**EXCERPT TO READ**
Tell me how you would rate the following as something you would want to know, FIRST, before moving to Mexico, into the center of the country. On a scale of 1-10, with one being the least important and ten being the most gravely important, tell me if you would rate the following items as something vitally important to know now, items that could affect your decision to move to the city of Guanajuato:
When some landlords see your gringo face coming, the price of property suddenly rises dramatically.
Some landlords will expect you to pay for things needing repair or upgraded on the place you rent.
Some landlords will walk into your apartment when you are not there to have a look around, regardless of what your rental contract says.
Some "landlords" will pretend to own the property, rent it to you for six months at a time, and then disappear with your money, leaving you to deal with the real owner who shows up looking for rent money.
There are the Mexican prices and there are the gringo prices for everything.
You are in the market where the produce guy doesn't think you can understand Spanish and you hear him charge the Mexican woman something different than he charges you.
In a store selling ice cream and water, the clerk refuses to talk to you.
In a restaurant, you are told you have to eat in the inferior Gringo area and aren't allowed to eat with the Mexicans. One honest waiter tells you this is because the owner hates American gringos.
In another restaurant, you are waited on very last and only after all the Mexicans have their meals.
Walking on the sidewalks during rush hour can get you shoved off and into the path of an oncoming bus.
An expat who has lived in Guanajuato since 1971 claims he moved into the country so he would no longer have to live with the rude store clerks in Guanajuato. He also claims that the store clerks act as though you are talking to the wall and refuse to answer your questions.
Hailing a cab can result in having a local jump ahead of you, duck under your arm, and steal your cab.
You can be yanked off a bus just as you have your foot on the bus entrance step so someone can get ahead of you.
You will be, as a gringo, expected to surrender your seat on a bus to Mexicans.
You could be told you should walk on the outside edge of the sidewalk and allow Mexicans to walk on the inside because you are a gringo.

**ENTRIES PROVIDED**
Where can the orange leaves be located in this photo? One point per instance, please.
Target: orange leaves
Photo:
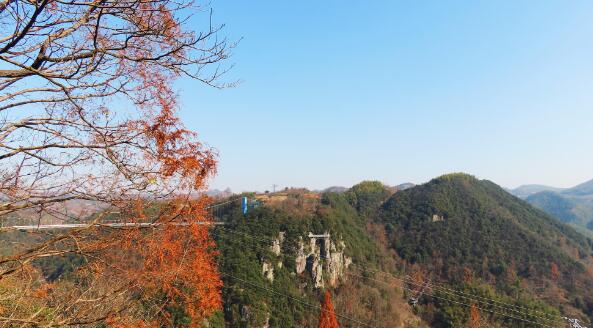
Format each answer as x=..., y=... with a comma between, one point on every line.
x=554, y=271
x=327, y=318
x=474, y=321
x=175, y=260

* * *

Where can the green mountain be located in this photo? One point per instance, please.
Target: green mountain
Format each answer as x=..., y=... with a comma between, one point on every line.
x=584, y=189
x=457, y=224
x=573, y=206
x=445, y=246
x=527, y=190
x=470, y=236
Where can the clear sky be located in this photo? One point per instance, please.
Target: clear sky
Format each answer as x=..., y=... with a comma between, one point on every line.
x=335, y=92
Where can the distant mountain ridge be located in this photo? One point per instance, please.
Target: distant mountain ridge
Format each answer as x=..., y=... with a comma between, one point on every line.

--

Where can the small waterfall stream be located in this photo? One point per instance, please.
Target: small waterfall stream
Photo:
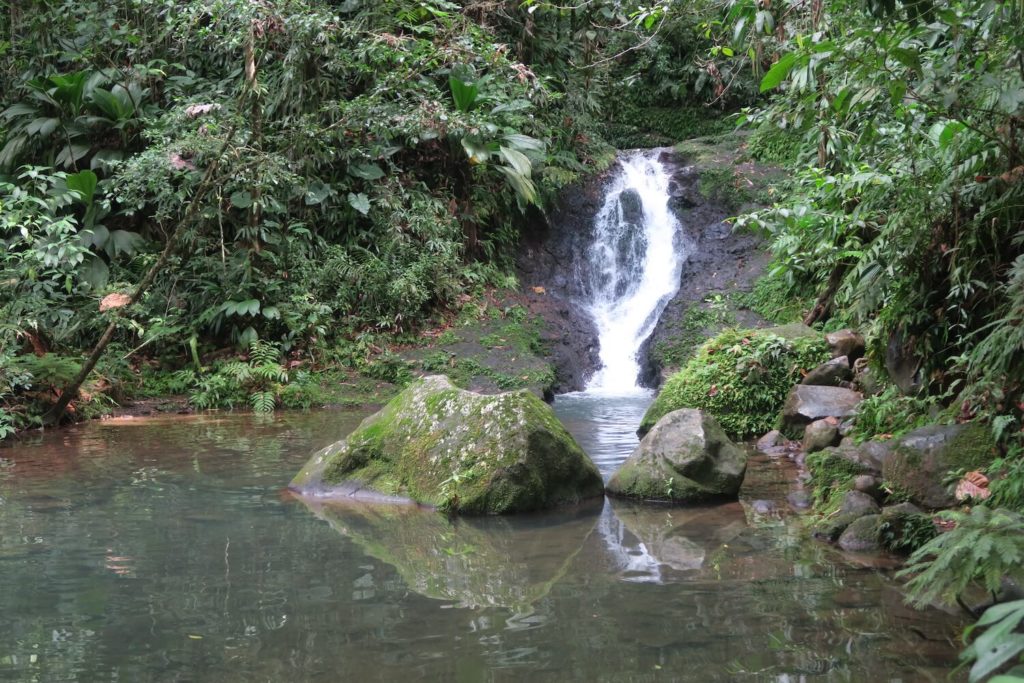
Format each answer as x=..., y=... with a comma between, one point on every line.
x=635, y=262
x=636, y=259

**WRITTEN INSTRUCTION**
Update the section of the Guanajuato relocation text that begins with the words "Tell me how" and ends with "rental contract says.", changing "landlords" to "property owners" throughout.

**THE RESPONSE**
Tell me how you would rate the following as something you would want to know, FIRST, before moving to Mexico, into the center of the country. On a scale of 1-10, with one being the least important and ten being the most gravely important, tell me if you would rate the following items as something vitally important to know now, items that could affect your decision to move to the city of Guanajuato:
When some property owners see your gringo face coming, the price of property suddenly rises dramatically.
Some property owners will expect you to pay for things needing repair or upgraded on the place you rent.
Some property owners will walk into your apartment when you are not there to have a look around, regardless of what your rental contract says.